**DOCUMENT EXCERPT**
┌──

[apa]

Your mistake is in assuming that the 4.8v is still across the load when
the load has changed from 12 ohms to 3 ohms. When the load changes to 3
ohms in this case, the voltage across that load will change to 3v.



wrote:
I'm trying to learn a little more about basic electronics and am using
Success In Electronics by Tom Duncan. There's a diagram, which I've
posted at http://homepage.eircom.net/~gerfmcc/circuit.html.
It just shows a battery, 12 ohm resistor, and a switch in series, with
a voltmeter connected across the battery terminals. The text reads:

In the figure, V is a high resistance voltmeter. It reads 6V when the
switch is open and 4.8V when the switch is closed.
a) Calculate the internal resistance of the battery.

That part is okay, I got this:

The current in the circuit -
I = V / R
I = 4.8 / 12
I = .4A
Then -
e.m.f = useful voltage + lost voltage
6 = 4.8 + I * r
1.2 = .4r

So the internal resistance of the battery is 3 ohms.

└──

**REQUIRED ACTIONS**
1. Copy the passage from the thread on battery internal resistance between "That part is" and "battery is 3 ohms.", inclusive, word for word.
2. Write what comes next in the thread on battery internal resistance, picking up after its final sentence.

Pointing records for named objects:

┌──

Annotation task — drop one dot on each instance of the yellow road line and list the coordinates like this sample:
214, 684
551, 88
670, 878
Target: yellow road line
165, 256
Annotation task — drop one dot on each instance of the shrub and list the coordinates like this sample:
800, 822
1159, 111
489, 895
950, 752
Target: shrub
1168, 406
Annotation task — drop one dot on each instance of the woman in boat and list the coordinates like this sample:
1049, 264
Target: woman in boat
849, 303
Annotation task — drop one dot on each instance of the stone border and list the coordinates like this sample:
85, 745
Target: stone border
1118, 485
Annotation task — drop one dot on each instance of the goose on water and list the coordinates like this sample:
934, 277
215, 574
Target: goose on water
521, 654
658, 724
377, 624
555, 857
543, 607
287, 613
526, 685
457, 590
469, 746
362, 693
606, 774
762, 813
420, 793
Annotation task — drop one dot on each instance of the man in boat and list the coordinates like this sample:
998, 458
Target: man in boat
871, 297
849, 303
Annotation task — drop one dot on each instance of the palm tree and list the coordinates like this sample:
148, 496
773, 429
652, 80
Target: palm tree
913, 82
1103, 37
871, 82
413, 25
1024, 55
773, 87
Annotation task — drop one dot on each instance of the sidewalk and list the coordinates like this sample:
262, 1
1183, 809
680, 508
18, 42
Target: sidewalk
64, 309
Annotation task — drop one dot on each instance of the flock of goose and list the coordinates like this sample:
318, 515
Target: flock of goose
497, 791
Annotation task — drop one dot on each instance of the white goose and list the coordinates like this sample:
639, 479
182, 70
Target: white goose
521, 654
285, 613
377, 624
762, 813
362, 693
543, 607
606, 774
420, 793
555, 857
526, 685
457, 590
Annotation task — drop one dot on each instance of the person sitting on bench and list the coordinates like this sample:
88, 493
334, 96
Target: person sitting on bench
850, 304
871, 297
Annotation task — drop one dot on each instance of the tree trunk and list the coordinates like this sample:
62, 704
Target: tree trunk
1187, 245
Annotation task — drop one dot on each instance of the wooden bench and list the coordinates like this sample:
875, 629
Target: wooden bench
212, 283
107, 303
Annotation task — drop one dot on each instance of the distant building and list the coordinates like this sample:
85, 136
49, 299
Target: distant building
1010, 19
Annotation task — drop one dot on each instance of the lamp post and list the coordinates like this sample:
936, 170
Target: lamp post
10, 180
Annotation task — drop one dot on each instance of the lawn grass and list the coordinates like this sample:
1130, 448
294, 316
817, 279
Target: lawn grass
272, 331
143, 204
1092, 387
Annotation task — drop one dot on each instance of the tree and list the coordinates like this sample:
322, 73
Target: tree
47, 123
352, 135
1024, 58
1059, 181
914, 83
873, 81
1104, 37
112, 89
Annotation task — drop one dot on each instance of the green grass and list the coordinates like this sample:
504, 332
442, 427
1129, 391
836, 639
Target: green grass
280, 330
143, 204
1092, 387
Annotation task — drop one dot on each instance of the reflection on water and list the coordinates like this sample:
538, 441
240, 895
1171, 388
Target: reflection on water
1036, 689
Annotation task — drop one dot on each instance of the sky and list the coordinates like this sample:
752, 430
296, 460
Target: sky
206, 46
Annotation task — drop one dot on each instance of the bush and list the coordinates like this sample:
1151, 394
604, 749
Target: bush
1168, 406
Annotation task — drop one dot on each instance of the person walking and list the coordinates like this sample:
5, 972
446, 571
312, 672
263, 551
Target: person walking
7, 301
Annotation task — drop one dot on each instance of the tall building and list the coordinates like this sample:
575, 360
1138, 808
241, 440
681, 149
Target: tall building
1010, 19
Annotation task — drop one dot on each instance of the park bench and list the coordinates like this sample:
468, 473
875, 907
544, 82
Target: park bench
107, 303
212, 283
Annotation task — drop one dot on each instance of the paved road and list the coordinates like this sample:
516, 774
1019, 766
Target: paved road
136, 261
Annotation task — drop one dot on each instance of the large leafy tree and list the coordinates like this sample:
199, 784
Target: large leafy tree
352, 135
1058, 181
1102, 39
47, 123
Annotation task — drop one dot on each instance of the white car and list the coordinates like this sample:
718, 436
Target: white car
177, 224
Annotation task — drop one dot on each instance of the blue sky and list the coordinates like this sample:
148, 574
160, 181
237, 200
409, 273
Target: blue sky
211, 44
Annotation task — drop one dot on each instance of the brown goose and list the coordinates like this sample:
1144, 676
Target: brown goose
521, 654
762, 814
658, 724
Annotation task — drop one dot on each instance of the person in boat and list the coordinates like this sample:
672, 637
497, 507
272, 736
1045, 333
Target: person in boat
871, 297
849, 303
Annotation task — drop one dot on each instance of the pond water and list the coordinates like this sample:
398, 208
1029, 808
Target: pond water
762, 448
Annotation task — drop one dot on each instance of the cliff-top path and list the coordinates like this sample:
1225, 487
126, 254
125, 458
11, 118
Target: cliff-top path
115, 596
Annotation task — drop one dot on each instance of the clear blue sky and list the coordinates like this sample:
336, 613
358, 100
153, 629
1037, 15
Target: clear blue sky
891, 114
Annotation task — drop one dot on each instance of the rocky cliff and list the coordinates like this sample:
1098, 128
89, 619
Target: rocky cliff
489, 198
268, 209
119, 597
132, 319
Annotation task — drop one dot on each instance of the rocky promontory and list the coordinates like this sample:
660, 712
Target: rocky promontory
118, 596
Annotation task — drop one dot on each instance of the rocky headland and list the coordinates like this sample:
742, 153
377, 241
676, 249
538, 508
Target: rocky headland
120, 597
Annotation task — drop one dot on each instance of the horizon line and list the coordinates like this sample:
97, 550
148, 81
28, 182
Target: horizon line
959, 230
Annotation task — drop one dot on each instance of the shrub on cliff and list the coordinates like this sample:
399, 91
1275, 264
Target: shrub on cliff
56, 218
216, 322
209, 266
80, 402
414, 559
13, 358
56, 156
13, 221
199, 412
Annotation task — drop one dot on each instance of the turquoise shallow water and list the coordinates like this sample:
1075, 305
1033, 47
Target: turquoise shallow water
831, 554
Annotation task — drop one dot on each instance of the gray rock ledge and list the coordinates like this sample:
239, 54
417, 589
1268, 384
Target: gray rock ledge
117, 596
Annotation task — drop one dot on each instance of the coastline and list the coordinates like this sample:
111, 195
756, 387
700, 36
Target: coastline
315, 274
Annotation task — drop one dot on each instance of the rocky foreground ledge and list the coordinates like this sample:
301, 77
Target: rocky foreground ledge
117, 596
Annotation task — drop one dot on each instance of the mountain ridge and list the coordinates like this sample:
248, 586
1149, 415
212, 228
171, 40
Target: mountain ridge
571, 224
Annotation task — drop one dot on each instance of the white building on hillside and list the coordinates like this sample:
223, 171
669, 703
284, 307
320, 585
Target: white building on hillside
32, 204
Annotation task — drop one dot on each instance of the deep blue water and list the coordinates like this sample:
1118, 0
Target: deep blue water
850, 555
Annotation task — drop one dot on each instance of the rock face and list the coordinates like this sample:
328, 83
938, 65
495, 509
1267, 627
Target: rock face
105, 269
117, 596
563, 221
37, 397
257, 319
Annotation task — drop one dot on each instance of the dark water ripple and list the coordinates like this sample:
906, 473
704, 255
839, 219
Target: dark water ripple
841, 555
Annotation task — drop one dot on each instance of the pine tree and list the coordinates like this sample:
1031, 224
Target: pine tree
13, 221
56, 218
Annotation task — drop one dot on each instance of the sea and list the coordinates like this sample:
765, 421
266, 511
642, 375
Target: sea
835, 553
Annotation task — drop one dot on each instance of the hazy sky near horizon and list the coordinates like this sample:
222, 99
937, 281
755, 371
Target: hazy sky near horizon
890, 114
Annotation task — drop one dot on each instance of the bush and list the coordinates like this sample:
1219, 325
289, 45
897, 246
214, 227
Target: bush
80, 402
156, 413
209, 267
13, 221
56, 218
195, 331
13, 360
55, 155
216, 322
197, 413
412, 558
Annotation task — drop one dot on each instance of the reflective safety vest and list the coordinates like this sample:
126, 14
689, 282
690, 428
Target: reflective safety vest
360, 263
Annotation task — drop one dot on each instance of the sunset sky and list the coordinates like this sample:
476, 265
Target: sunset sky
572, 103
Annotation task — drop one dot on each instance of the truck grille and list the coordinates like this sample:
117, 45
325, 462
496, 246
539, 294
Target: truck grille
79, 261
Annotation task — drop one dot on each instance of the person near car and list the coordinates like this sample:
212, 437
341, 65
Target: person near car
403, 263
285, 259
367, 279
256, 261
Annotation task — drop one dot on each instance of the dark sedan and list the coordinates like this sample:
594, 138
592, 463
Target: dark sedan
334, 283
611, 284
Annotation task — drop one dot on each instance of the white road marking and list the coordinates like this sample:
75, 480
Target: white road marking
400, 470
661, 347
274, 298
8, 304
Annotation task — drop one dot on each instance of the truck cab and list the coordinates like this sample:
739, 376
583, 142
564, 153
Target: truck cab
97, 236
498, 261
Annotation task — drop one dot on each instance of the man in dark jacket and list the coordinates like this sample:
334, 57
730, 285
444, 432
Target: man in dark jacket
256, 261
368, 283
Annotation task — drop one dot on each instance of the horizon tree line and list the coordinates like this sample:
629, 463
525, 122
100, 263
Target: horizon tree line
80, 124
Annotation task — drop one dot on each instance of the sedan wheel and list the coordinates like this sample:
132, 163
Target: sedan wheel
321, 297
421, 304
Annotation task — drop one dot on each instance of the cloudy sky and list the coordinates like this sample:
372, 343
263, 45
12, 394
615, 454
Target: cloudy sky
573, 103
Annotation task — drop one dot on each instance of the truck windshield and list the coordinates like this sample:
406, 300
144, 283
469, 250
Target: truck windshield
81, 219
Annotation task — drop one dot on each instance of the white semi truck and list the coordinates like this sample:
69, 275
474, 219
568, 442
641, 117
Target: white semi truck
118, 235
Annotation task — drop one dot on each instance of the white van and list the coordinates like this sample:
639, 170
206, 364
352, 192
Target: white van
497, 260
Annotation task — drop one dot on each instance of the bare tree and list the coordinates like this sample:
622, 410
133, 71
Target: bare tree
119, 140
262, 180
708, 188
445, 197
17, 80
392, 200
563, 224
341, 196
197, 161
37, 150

└──

**TASK ANSWERS**
1.
That part is okay, I got this:

The current in the circuit -
I = V / R
I = 4.8 / 12
I = .4A
Then -
e.m.f = useful voltage + lost voltage
6 = 4.8 + I * r
1.2 = .4r

So the internal resistance of the battery is 3 ohms.

2.
--------------------------------------------------------------------------------
b) What value of resistor must replace the 12 ohm resistor to give
maximum power output? What will be that power output?

I thought it was necessary to match the load resistance to the source
resistance for maximum power transfer, so a 3 ohm resistor would be
required here. But that's probably wrong, because the answer at the
back of the book says Power output is 3 watts.

Thanks for any help.